To do:
1) According to the article on Li Xiaolai's stablecoin venture, in what year did he found BitFund?
2) Extract the stretch of the article on Li Xiaolai's stablecoin venture from "In addition to" through "will be revealing.", reproducing it word for word.

Text block:
Chinese Bitcoin mogul Li Xiaolai is reportedly leading a stablecoin project in Hong Kong with blockchain fund Grandshores Technology.
Grandshores says that Li – who in 2013 founded BitFund that is, perhaps, the most influential cryptocurrency venture capital fund in China – is now aiming to channel his crypto talents, and finances, towards so-called stablecoins. According to the Grandshores’ Stock Exchange of Hong Kong release, he has also been appointed executive director and co-chief executive officer of Grandshores, a Singapore based “construction and blockchain development” company.
Li, who reportedly is worth over $US1 billion, aims to further expand his crypto reach through stablecoins, which are digital currencies pegged to a particular traditional fiat currency and with reserve backups in that same currency.
The largest one at the moment is Tether, or USDT, which is pegged to the US dollar, or at least it is supposed to be. With multiple ongoing concerns over audits and reserves, Tether has fallen out of favor with crypto traders and as a result has dropped its 1-to-1 US dollar peg and fell as low as $0.95 recently. This has paved the way for a slew of new stablecoins that include USD Coin from Circle and Coinbase and GUSD from the Winkelvoss brothers’ Gemini exchange.
Li’s stablecoin platform will be pegged to the Japanese yen, Hong Kong dollar and Australian dollar and, according to Cointelegraph, Grandshores Technology is planning to offer investments through Tether and also to have the Yen stablecoin ready for launch in early 2019.
In September this year the fund revealed its plans to raise $12.7 million to finance a number of new stablecoins. The decision not to include a Chinese yuan backed stablecoin will have been a strategic one since China still holds a great deal of disdain for all things crypto.
In addition to the stablecoin project, Li is said to be responsible for various other Grandshores projects including the establishment of a public database based on complex DAG (Directed Acyclic Graph) and TEE (Trusted Execution Environment) technologies, as well as other projects relating to blockchain technology applications.
It was only in May of this year that Grandshores Technology announced that it had decided to expand into the blockchain business. Touting its electrical engineering capabilities, including the construction of data centers, it indicated that it was ideally suited to move into cryptocurrency mining. In recent weeks mining profitability has dropped to levels that may mean it is no longer sustainable as Bitcoin’s price has floundered. Where Li Xiaolai takes Greenshores next will be revealing.

Given information:

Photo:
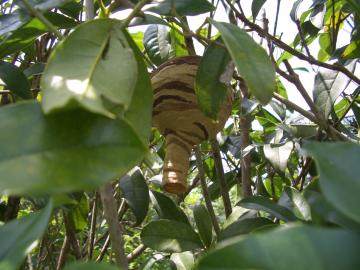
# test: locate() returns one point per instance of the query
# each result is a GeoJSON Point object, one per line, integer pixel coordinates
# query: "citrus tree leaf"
{"type": "Point", "coordinates": [167, 209]}
{"type": "Point", "coordinates": [170, 236]}
{"type": "Point", "coordinates": [250, 59]}
{"type": "Point", "coordinates": [19, 236]}
{"type": "Point", "coordinates": [212, 79]}
{"type": "Point", "coordinates": [314, 249]}
{"type": "Point", "coordinates": [15, 80]}
{"type": "Point", "coordinates": [265, 204]}
{"type": "Point", "coordinates": [93, 63]}
{"type": "Point", "coordinates": [339, 170]}
{"type": "Point", "coordinates": [203, 223]}
{"type": "Point", "coordinates": [157, 43]}
{"type": "Point", "coordinates": [136, 194]}
{"type": "Point", "coordinates": [64, 152]}
{"type": "Point", "coordinates": [182, 7]}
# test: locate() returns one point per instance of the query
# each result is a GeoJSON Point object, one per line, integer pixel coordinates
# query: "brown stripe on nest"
{"type": "Point", "coordinates": [175, 85]}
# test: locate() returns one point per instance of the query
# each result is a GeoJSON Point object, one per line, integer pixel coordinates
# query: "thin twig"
{"type": "Point", "coordinates": [205, 191]}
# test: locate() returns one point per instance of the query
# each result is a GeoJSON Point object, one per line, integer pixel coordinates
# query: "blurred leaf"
{"type": "Point", "coordinates": [170, 236]}
{"type": "Point", "coordinates": [339, 169]}
{"type": "Point", "coordinates": [251, 61]}
{"type": "Point", "coordinates": [278, 155]}
{"type": "Point", "coordinates": [213, 79]}
{"type": "Point", "coordinates": [19, 236]}
{"type": "Point", "coordinates": [182, 7]}
{"type": "Point", "coordinates": [91, 266]}
{"type": "Point", "coordinates": [136, 194]}
{"type": "Point", "coordinates": [65, 152]}
{"type": "Point", "coordinates": [15, 80]}
{"type": "Point", "coordinates": [327, 87]}
{"type": "Point", "coordinates": [203, 223]}
{"type": "Point", "coordinates": [256, 7]}
{"type": "Point", "coordinates": [314, 249]}
{"type": "Point", "coordinates": [167, 209]}
{"type": "Point", "coordinates": [183, 261]}
{"type": "Point", "coordinates": [243, 226]}
{"type": "Point", "coordinates": [157, 43]}
{"type": "Point", "coordinates": [293, 200]}
{"type": "Point", "coordinates": [265, 204]}
{"type": "Point", "coordinates": [94, 63]}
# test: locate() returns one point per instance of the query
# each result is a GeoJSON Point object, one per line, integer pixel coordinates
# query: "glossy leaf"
{"type": "Point", "coordinates": [15, 80]}
{"type": "Point", "coordinates": [294, 201]}
{"type": "Point", "coordinates": [166, 208]}
{"type": "Point", "coordinates": [294, 247]}
{"type": "Point", "coordinates": [213, 79]}
{"type": "Point", "coordinates": [183, 261]}
{"type": "Point", "coordinates": [327, 87]}
{"type": "Point", "coordinates": [203, 224]}
{"type": "Point", "coordinates": [19, 236]}
{"type": "Point", "coordinates": [182, 7]}
{"type": "Point", "coordinates": [94, 63]}
{"type": "Point", "coordinates": [250, 59]}
{"type": "Point", "coordinates": [256, 7]}
{"type": "Point", "coordinates": [157, 43]}
{"type": "Point", "coordinates": [91, 266]}
{"type": "Point", "coordinates": [278, 155]}
{"type": "Point", "coordinates": [64, 152]}
{"type": "Point", "coordinates": [339, 169]}
{"type": "Point", "coordinates": [170, 236]}
{"type": "Point", "coordinates": [243, 226]}
{"type": "Point", "coordinates": [265, 204]}
{"type": "Point", "coordinates": [136, 194]}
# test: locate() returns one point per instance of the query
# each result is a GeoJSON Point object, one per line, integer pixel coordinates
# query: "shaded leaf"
{"type": "Point", "coordinates": [63, 152]}
{"type": "Point", "coordinates": [339, 169]}
{"type": "Point", "coordinates": [136, 194]}
{"type": "Point", "coordinates": [15, 80]}
{"type": "Point", "coordinates": [265, 204]}
{"type": "Point", "coordinates": [251, 61]}
{"type": "Point", "coordinates": [280, 249]}
{"type": "Point", "coordinates": [213, 79]}
{"type": "Point", "coordinates": [19, 236]}
{"type": "Point", "coordinates": [170, 236]}
{"type": "Point", "coordinates": [92, 64]}
{"type": "Point", "coordinates": [167, 209]}
{"type": "Point", "coordinates": [182, 7]}
{"type": "Point", "coordinates": [203, 223]}
{"type": "Point", "coordinates": [157, 43]}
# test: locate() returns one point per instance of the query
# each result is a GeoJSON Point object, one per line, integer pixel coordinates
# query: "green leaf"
{"type": "Point", "coordinates": [65, 152]}
{"type": "Point", "coordinates": [166, 208]}
{"type": "Point", "coordinates": [295, 202]}
{"type": "Point", "coordinates": [18, 237]}
{"type": "Point", "coordinates": [255, 7]}
{"type": "Point", "coordinates": [203, 223]}
{"type": "Point", "coordinates": [170, 236]}
{"type": "Point", "coordinates": [183, 261]}
{"type": "Point", "coordinates": [92, 65]}
{"type": "Point", "coordinates": [265, 204]}
{"type": "Point", "coordinates": [278, 155]}
{"type": "Point", "coordinates": [251, 61]}
{"type": "Point", "coordinates": [327, 87]}
{"type": "Point", "coordinates": [157, 43]}
{"type": "Point", "coordinates": [91, 266]}
{"type": "Point", "coordinates": [15, 80]}
{"type": "Point", "coordinates": [28, 33]}
{"type": "Point", "coordinates": [213, 79]}
{"type": "Point", "coordinates": [243, 226]}
{"type": "Point", "coordinates": [294, 247]}
{"type": "Point", "coordinates": [339, 169]}
{"type": "Point", "coordinates": [182, 7]}
{"type": "Point", "coordinates": [136, 194]}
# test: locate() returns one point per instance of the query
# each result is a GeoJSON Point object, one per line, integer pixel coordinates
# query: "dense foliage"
{"type": "Point", "coordinates": [80, 165]}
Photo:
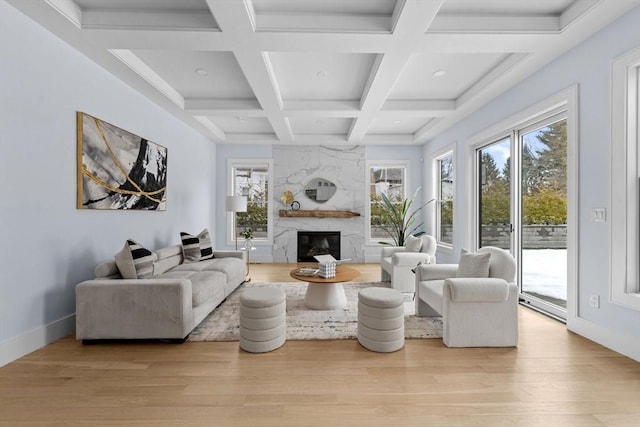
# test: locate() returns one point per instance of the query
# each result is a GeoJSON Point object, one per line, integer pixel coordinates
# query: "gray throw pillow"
{"type": "Point", "coordinates": [473, 265]}
{"type": "Point", "coordinates": [412, 243]}
{"type": "Point", "coordinates": [196, 248]}
{"type": "Point", "coordinates": [134, 261]}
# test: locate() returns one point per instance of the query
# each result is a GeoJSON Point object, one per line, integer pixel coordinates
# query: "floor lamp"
{"type": "Point", "coordinates": [236, 204]}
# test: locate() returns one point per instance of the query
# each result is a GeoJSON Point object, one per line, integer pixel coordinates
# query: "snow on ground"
{"type": "Point", "coordinates": [544, 272]}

Expected outputs:
1) 2013

2)
In addition to the stablecoin project, Li is said to be responsible for various other Grandshores projects including the establishment of a public database based on complex DAG (Directed Acyclic Graph) and TEE (Trusted Execution Environment) technologies, as well as other projects relating to blockchain technology applications.
It was only in May of this year that Grandshores Technology announced that it had decided to expand into the blockchain business. Touting its electrical engineering capabilities, including the construction of data centers, it indicated that it was ideally suited to move into cryptocurrency mining. In recent weeks mining profitability has dropped to levels that may mean it is no longer sustainable as Bitcoin’s price has floundered. Where Li Xiaolai takes Greenshores next will be revealing.